**What is needed**
List every line in the entries below that contains the word "stem". Case counts.

**Given records**

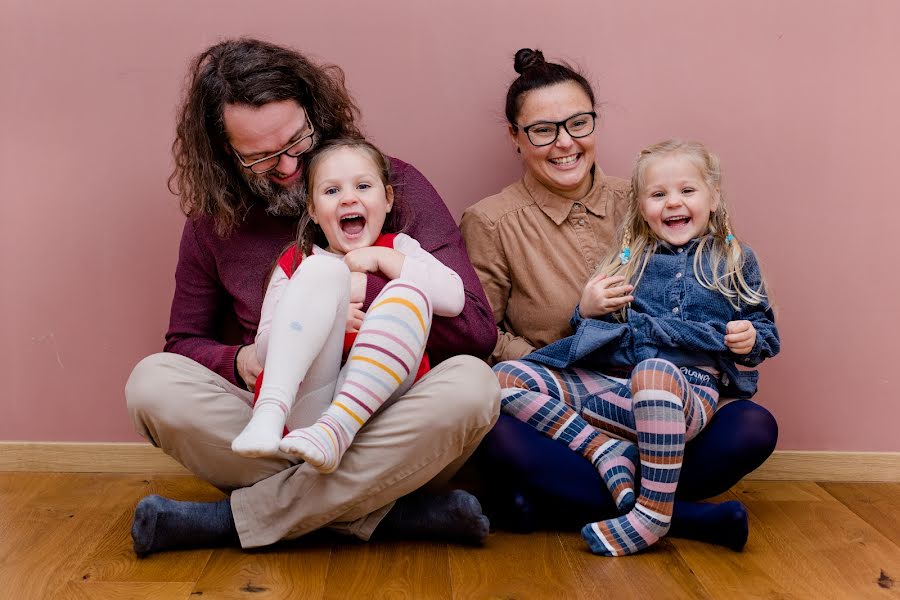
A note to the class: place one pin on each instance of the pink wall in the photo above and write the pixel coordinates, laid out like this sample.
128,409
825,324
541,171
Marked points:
798,99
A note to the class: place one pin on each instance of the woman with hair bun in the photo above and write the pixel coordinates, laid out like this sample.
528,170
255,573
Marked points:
535,246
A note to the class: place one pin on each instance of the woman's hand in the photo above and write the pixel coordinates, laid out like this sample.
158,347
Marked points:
355,315
603,295
248,366
740,336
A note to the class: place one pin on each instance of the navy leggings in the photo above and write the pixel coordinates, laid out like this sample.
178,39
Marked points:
561,489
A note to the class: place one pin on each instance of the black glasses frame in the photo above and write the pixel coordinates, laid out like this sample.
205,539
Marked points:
286,150
562,124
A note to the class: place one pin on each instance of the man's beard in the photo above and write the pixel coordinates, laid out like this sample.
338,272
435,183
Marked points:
280,201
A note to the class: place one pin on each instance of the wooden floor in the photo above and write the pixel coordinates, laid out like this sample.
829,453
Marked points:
67,536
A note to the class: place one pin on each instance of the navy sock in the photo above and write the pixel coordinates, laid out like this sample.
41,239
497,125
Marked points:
456,517
164,524
725,524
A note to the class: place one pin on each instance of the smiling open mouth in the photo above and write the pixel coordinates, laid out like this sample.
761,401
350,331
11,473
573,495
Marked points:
352,225
676,222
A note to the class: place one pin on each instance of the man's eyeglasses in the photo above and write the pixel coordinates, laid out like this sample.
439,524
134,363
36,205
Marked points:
545,133
293,149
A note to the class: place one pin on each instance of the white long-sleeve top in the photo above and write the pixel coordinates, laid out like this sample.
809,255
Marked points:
441,284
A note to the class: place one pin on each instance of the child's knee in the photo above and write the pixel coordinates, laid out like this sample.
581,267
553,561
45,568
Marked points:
511,375
409,294
658,374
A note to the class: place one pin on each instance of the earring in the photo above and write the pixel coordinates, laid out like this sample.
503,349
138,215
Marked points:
625,254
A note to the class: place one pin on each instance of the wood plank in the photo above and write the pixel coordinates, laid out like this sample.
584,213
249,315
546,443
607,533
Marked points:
89,457
637,576
281,572
792,465
803,544
109,457
878,504
102,590
514,566
113,559
388,569
59,526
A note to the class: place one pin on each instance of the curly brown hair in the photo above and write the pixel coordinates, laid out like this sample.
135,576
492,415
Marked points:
255,73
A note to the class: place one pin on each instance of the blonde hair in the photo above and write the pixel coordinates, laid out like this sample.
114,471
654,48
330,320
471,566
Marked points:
637,242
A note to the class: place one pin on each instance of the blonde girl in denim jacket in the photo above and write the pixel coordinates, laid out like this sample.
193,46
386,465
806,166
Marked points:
658,334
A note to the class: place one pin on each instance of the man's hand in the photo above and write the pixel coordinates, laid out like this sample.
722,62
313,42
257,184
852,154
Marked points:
358,283
355,315
603,295
364,260
375,259
740,336
248,366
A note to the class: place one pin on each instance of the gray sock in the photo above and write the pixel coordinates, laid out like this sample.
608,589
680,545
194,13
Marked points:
164,524
455,517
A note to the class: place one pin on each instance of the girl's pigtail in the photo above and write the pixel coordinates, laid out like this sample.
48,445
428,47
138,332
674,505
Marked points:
729,235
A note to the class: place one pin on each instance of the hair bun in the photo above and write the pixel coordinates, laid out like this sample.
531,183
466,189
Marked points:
526,58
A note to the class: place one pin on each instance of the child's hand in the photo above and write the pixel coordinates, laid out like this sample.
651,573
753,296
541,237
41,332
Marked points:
355,316
363,260
603,295
740,336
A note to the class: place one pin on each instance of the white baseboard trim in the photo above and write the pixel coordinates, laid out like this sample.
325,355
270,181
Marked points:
105,457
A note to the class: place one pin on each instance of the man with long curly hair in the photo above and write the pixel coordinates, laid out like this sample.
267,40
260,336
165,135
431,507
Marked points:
251,109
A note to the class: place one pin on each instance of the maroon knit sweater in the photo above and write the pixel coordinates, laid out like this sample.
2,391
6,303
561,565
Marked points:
220,283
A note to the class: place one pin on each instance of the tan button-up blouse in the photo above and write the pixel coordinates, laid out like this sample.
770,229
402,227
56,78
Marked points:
534,252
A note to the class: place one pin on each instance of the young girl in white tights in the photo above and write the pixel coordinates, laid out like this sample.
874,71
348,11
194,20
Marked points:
328,366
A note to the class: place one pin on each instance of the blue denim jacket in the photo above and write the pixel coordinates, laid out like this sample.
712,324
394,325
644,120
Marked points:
675,318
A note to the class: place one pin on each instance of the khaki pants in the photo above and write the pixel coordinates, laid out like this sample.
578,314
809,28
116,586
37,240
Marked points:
424,436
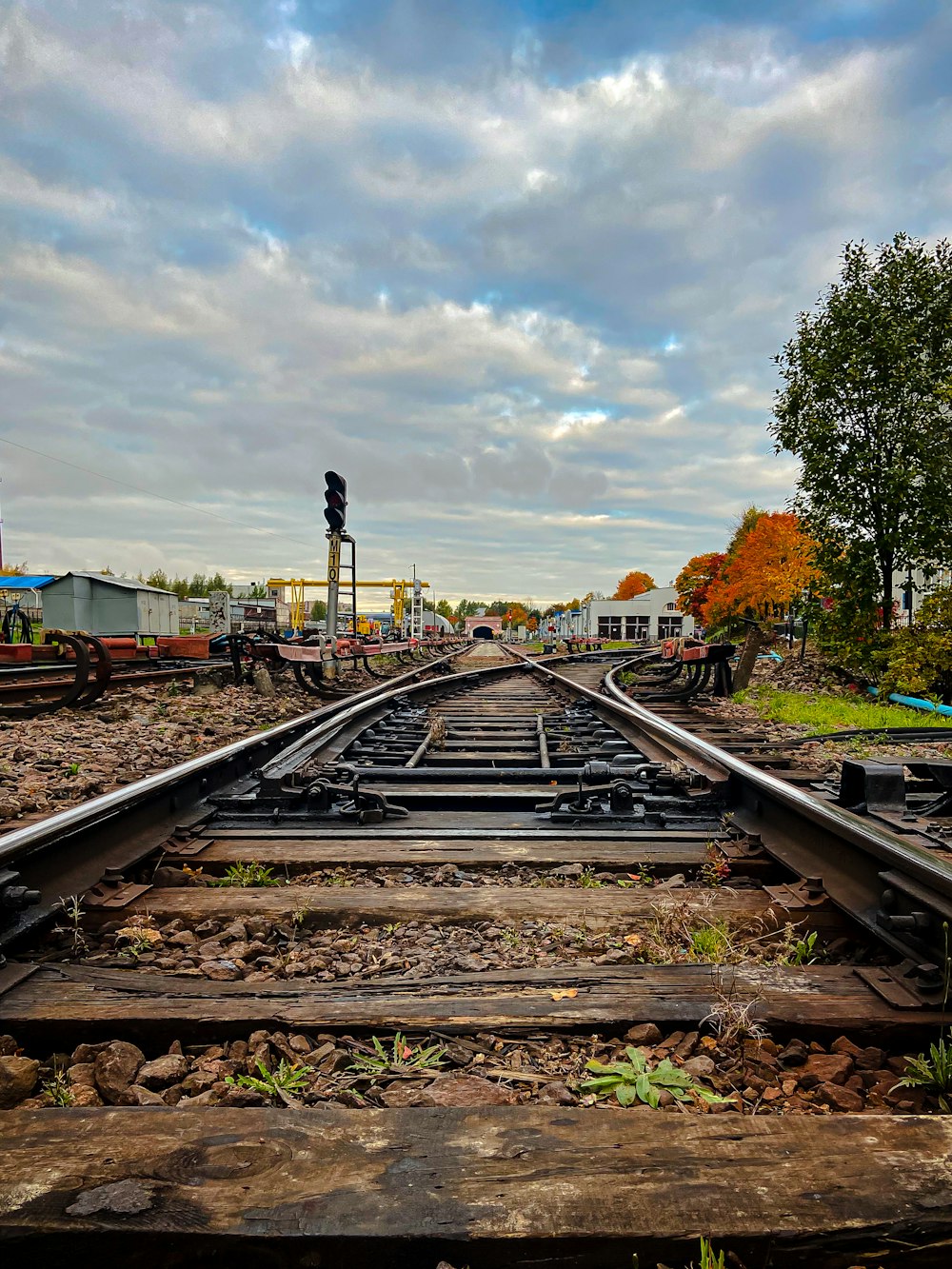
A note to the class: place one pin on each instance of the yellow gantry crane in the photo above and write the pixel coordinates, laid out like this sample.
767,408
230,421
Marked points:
297,585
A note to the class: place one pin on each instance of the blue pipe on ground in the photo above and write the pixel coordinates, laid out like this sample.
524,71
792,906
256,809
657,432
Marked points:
913,702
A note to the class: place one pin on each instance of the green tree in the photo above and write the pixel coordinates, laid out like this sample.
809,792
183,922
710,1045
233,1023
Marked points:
864,405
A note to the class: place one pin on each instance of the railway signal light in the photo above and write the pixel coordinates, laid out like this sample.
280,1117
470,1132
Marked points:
335,500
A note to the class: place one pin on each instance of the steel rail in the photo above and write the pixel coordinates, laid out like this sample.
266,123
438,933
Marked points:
75,848
897,888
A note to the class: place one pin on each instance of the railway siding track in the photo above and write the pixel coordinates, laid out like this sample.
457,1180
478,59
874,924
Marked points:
482,862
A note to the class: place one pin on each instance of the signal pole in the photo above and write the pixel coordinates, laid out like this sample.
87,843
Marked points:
335,515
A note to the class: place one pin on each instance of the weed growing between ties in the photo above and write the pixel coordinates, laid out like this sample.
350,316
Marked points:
634,1081
737,1071
400,1059
284,1081
247,876
932,1073
74,914
708,1259
684,933
819,712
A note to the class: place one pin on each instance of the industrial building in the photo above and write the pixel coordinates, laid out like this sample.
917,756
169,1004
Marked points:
643,620
102,605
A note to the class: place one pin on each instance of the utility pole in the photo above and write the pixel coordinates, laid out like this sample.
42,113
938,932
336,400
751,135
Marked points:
335,515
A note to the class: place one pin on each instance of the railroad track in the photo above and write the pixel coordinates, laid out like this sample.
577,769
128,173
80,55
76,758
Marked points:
447,899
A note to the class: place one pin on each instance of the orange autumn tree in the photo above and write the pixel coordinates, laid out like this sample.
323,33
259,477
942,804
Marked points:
635,584
773,565
693,583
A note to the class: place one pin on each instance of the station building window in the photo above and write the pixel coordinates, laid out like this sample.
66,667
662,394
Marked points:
609,627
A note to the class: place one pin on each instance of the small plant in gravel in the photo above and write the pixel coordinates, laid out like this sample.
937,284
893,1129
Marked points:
932,1071
57,1088
731,1020
711,942
400,1059
715,869
285,1079
636,1081
643,877
246,876
802,951
137,940
341,877
710,1259
75,914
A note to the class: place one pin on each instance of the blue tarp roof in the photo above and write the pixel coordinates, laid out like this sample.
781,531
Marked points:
34,583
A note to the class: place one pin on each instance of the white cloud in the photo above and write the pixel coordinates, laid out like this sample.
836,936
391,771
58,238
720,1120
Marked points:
531,313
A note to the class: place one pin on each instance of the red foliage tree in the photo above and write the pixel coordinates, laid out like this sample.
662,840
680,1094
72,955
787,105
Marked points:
693,583
772,566
635,584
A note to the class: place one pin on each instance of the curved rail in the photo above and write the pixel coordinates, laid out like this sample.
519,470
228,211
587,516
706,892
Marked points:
69,852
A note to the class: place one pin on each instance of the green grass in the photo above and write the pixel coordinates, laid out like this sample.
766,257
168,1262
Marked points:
822,712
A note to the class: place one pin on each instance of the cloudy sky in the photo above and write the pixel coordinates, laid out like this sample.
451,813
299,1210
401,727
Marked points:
516,268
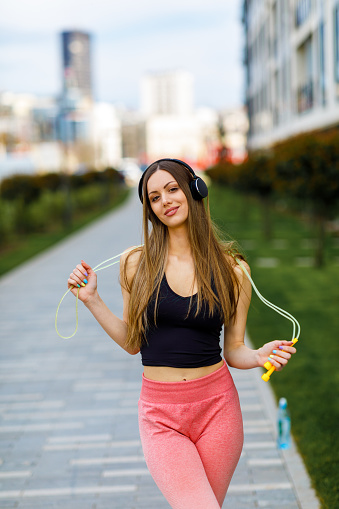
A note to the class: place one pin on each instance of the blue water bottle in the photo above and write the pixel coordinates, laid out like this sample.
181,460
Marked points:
284,425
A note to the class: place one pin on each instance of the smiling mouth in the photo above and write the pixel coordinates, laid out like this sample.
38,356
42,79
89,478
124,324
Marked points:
171,212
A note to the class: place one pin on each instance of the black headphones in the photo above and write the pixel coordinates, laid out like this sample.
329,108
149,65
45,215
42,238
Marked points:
198,187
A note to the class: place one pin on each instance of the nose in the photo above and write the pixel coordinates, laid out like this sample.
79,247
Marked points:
166,198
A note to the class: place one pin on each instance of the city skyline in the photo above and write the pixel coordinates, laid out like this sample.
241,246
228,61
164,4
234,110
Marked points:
129,40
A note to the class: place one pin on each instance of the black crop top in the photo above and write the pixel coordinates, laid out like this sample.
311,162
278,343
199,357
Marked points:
178,340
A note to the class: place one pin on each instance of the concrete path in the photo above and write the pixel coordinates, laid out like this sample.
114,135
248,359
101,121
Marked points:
68,431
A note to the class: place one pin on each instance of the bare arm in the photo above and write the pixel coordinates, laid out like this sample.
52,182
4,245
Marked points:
112,325
236,353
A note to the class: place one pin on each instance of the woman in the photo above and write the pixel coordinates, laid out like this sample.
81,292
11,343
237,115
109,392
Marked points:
179,289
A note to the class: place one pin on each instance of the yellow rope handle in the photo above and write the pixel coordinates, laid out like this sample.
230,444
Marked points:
76,314
96,269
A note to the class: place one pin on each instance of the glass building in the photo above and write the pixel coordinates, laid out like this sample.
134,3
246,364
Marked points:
292,67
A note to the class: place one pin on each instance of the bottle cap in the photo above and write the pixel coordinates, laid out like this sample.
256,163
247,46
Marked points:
282,403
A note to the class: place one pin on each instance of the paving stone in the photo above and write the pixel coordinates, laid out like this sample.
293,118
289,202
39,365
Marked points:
98,386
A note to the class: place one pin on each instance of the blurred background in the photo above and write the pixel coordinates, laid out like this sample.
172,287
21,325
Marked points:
86,86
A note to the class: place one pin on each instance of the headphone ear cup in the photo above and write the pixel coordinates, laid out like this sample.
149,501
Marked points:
198,188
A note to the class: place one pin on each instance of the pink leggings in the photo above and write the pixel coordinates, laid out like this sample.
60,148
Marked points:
192,437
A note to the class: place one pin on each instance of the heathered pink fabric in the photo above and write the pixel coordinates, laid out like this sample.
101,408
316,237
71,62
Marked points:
192,437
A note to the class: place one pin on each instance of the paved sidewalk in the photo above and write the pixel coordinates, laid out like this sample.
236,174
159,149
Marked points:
68,430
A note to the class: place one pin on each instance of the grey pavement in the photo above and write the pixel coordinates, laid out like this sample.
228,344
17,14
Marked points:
68,431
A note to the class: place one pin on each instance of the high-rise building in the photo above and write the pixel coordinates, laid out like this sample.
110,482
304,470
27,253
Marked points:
167,93
292,67
76,63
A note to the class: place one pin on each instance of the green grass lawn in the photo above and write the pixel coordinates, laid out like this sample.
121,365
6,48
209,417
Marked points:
23,247
310,382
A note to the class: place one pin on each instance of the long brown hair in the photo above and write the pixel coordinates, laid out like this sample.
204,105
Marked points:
209,255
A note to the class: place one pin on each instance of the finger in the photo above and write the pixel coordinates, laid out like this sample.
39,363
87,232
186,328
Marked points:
281,353
75,280
81,269
80,276
86,266
284,348
277,361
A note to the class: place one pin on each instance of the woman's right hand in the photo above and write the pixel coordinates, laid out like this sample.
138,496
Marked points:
83,276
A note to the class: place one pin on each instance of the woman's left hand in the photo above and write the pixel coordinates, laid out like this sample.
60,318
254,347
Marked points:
277,352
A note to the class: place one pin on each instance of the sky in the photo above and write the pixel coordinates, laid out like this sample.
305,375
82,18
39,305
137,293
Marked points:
129,39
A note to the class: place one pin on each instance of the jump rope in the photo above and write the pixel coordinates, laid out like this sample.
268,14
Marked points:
268,365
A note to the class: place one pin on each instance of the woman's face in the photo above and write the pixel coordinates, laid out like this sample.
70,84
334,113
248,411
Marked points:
167,199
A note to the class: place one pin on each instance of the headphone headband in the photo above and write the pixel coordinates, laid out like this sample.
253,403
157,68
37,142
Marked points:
198,187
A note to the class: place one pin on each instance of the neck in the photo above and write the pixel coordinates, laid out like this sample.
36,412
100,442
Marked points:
178,242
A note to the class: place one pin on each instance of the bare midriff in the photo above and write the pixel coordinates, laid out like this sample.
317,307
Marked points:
167,374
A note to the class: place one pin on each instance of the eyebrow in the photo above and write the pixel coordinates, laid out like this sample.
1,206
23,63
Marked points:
168,183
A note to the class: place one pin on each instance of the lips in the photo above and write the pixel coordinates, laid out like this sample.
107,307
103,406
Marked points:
171,211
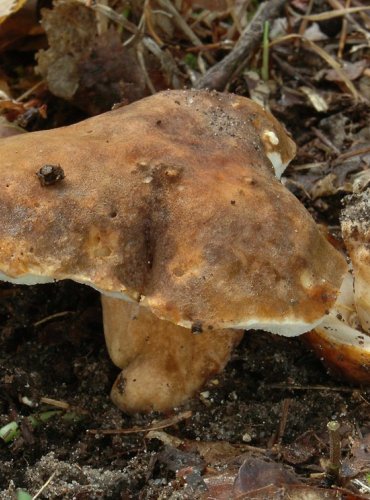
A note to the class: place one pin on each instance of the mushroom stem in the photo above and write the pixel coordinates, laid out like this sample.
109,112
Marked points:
339,342
163,364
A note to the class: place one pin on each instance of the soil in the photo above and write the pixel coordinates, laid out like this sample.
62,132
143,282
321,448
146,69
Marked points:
53,346
271,406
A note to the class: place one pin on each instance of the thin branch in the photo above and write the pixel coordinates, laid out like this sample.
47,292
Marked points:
221,73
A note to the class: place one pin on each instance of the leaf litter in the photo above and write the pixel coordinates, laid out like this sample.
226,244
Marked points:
239,438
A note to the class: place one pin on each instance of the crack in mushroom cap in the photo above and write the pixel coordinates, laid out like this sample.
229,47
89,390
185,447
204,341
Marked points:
171,201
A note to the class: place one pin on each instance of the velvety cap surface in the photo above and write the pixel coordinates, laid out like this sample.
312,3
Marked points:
171,201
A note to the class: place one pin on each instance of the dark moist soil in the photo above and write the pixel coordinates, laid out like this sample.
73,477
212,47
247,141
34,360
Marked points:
53,346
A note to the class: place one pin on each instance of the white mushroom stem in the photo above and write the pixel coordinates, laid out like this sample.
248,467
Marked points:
163,364
339,341
362,286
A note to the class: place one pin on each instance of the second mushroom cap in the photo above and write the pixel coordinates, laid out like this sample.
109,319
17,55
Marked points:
173,202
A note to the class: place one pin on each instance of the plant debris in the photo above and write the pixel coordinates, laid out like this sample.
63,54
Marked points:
259,429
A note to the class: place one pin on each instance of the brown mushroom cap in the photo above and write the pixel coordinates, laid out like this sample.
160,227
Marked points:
171,201
341,340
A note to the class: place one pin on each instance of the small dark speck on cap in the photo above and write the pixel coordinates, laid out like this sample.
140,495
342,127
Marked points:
197,327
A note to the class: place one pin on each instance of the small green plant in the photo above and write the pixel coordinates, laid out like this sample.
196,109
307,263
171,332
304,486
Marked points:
23,495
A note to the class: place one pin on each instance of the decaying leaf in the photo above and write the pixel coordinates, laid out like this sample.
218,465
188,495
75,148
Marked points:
9,7
93,70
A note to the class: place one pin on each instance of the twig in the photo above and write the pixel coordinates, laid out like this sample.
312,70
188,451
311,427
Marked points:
279,434
182,25
162,424
309,388
44,486
335,448
221,73
52,316
325,140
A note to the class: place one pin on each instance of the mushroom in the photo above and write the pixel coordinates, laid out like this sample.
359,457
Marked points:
342,339
171,208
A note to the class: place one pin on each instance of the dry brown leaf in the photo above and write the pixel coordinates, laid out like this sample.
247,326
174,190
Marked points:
351,70
9,7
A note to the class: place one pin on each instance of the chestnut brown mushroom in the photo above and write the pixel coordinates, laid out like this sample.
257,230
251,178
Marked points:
169,204
342,340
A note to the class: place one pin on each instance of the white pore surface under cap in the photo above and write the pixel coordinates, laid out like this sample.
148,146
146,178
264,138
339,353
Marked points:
341,331
285,328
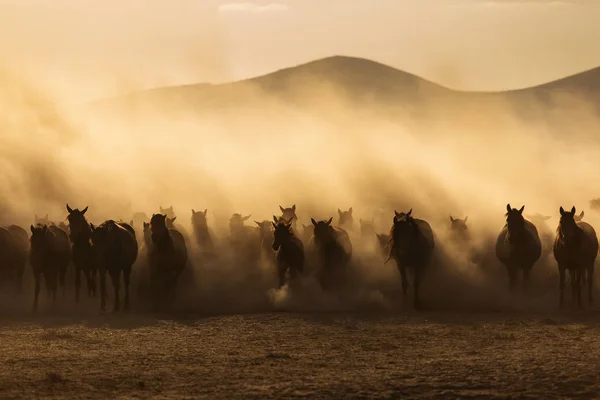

**Solution to this problem**
A note to the class: place one pin on each instance of the mushroom stem in the photo above and write the pixel coordinates, laid out like this sample.
A note to the class: place one pin on each instance of the white mushroom stem in the photo above and write the pixel coordinates, laid out like this sample.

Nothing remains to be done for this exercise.